▸ Your goal
Each record below needs to be reproduced precisely, though not its pictures.

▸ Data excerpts
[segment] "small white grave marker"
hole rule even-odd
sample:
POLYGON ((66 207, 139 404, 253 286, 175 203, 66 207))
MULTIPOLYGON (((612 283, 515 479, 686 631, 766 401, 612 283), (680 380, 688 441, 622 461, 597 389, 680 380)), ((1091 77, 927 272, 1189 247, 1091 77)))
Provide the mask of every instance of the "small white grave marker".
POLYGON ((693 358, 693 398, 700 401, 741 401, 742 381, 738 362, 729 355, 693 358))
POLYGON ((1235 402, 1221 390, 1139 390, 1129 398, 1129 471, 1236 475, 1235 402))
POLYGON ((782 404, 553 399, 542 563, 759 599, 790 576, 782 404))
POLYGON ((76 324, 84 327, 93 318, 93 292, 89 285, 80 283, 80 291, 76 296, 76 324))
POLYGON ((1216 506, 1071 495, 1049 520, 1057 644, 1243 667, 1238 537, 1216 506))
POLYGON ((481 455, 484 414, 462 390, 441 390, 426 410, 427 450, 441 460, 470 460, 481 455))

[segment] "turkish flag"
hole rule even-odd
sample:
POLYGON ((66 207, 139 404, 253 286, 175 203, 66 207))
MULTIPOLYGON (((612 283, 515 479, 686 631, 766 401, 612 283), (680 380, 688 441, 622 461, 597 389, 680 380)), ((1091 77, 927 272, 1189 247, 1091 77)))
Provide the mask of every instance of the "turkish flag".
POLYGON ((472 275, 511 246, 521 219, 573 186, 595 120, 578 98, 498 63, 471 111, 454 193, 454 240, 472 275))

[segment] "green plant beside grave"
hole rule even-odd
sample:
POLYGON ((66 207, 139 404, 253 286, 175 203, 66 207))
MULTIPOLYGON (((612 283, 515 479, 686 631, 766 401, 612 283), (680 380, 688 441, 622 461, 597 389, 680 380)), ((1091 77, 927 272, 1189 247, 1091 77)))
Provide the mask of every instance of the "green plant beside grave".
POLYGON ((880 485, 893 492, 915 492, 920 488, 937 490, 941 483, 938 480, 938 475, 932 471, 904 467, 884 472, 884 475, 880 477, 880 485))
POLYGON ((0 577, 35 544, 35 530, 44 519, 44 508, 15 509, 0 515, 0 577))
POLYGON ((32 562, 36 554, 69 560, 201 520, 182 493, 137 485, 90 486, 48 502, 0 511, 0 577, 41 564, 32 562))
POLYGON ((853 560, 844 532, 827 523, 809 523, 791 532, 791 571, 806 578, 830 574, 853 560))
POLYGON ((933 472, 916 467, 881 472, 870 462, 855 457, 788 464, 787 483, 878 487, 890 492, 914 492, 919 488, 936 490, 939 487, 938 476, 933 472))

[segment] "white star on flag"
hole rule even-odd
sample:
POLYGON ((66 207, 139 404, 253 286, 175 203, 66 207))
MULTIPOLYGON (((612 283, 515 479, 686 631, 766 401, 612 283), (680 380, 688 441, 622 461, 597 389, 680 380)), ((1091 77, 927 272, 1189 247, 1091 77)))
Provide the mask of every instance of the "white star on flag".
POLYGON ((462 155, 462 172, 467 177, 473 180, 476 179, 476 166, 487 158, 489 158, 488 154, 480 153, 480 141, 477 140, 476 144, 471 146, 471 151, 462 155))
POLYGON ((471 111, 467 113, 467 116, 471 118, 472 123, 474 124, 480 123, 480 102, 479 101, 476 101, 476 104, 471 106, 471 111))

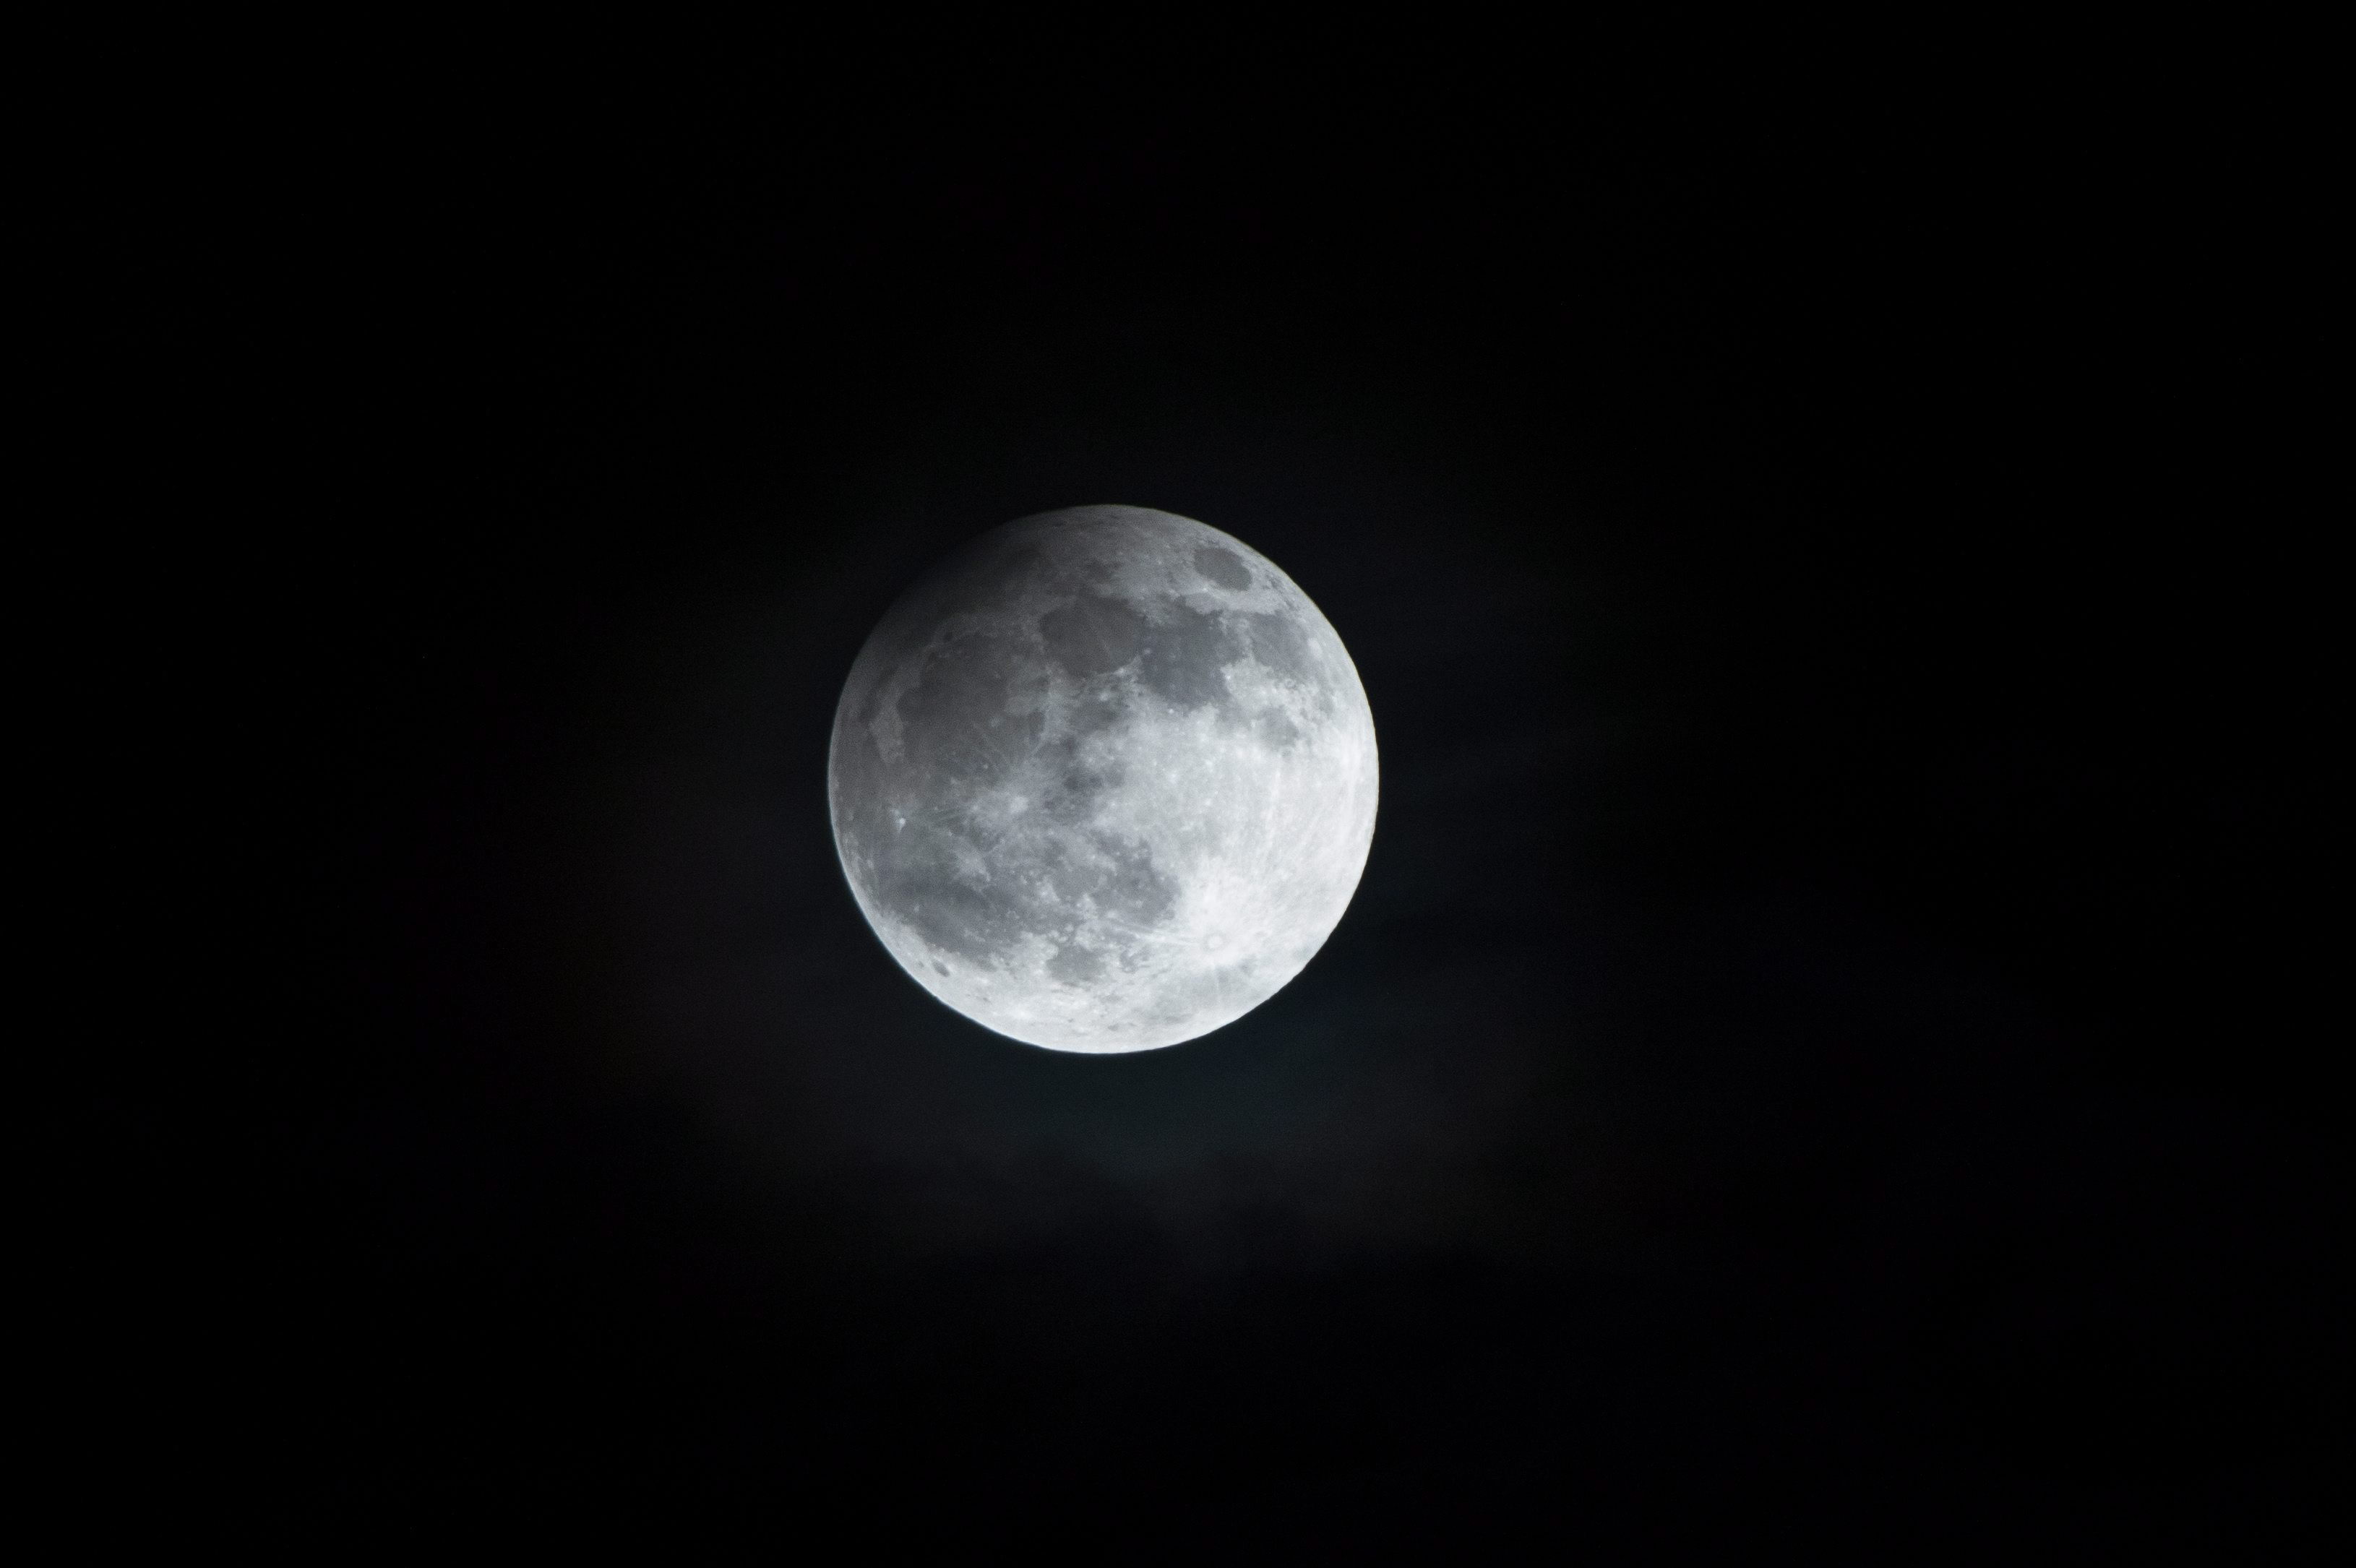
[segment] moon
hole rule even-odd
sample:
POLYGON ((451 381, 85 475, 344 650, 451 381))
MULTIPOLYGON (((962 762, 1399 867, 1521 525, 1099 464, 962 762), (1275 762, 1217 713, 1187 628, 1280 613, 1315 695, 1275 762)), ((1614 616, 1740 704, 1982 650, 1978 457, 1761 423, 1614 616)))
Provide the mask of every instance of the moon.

▸ Exercise output
[segment] "small white grave marker"
hole rule even-odd
sample:
POLYGON ((66 207, 139 404, 253 286, 175 203, 66 207))
MULTIPOLYGON (((612 283, 515 479, 686 631, 766 401, 612 283), (680 380, 688 441, 622 461, 597 389, 680 380)), ((1091 77, 927 272, 1189 247, 1091 77)))
Provide the mask of every instance of the "small white grave marker".
POLYGON ((693 358, 693 398, 700 401, 741 401, 742 381, 738 362, 729 355, 693 358))
POLYGON ((1235 402, 1221 390, 1139 390, 1129 398, 1129 471, 1236 475, 1235 402))
POLYGON ((782 404, 553 399, 542 563, 759 599, 790 576, 782 404))
POLYGON ((76 324, 84 327, 93 318, 93 292, 89 285, 80 283, 80 291, 76 296, 76 324))
POLYGON ((1216 506, 1071 495, 1049 520, 1057 644, 1243 667, 1238 537, 1216 506))
POLYGON ((481 455, 484 414, 462 390, 441 390, 426 410, 427 450, 441 460, 470 460, 481 455))

[segment] "turkish flag"
hole rule even-odd
sample:
POLYGON ((66 207, 139 404, 253 286, 175 203, 66 207))
MULTIPOLYGON (((612 283, 515 479, 686 631, 766 401, 612 283), (680 380, 688 441, 622 461, 597 389, 680 380)), ((1091 77, 927 272, 1189 247, 1091 77)))
Provide the mask of every instance of the "turkish flag".
POLYGON ((472 275, 511 246, 521 219, 573 186, 595 120, 578 98, 498 63, 471 111, 454 193, 454 240, 472 275))

[segment] "green plant beside grave"
hole rule even-odd
sample:
POLYGON ((66 207, 139 404, 253 286, 175 203, 66 207))
MULTIPOLYGON (((612 283, 515 479, 686 631, 766 401, 612 283), (680 380, 688 441, 622 461, 597 389, 680 380)), ((1091 77, 927 272, 1189 247, 1091 77)))
Provide the mask of every instance of the "green plant beside grave".
POLYGON ((880 485, 893 492, 915 492, 920 488, 937 490, 941 483, 938 480, 938 475, 932 471, 904 467, 884 472, 884 475, 880 477, 880 485))
POLYGON ((0 577, 35 544, 35 530, 44 519, 44 508, 15 509, 0 515, 0 577))
POLYGON ((32 562, 36 554, 69 560, 201 520, 182 493, 137 485, 90 486, 48 502, 0 511, 0 577, 41 564, 32 562))
POLYGON ((853 560, 844 532, 827 523, 809 523, 791 532, 791 571, 806 578, 830 574, 853 560))
POLYGON ((933 472, 916 467, 881 472, 870 462, 855 457, 788 464, 787 483, 878 487, 890 492, 914 492, 919 488, 936 490, 939 487, 938 476, 933 472))

[segment] "white star on flag"
hole rule even-odd
sample:
POLYGON ((66 207, 139 404, 253 286, 175 203, 66 207))
MULTIPOLYGON (((612 283, 515 479, 686 631, 766 401, 612 283), (680 380, 688 441, 622 461, 597 389, 680 380)), ((1091 77, 927 272, 1189 247, 1091 77)))
Provide the mask of every instance of the "white star on flag".
POLYGON ((462 155, 462 172, 467 177, 473 180, 476 179, 476 166, 487 158, 489 158, 488 154, 480 153, 480 141, 477 140, 476 144, 471 146, 471 151, 462 155))
POLYGON ((471 111, 467 113, 467 116, 471 118, 472 123, 474 124, 480 123, 480 102, 479 101, 476 101, 476 104, 471 106, 471 111))

[segment] moon
hole rule even-odd
sample:
POLYGON ((451 381, 85 475, 344 650, 451 381))
MULTIPOLYGON (((962 762, 1399 867, 1521 525, 1099 464, 962 762), (1275 762, 1217 713, 1187 628, 1280 613, 1315 695, 1275 762)), ((1614 616, 1740 704, 1982 650, 1978 457, 1761 423, 1614 616)))
Provide the mask of every instance of the moon.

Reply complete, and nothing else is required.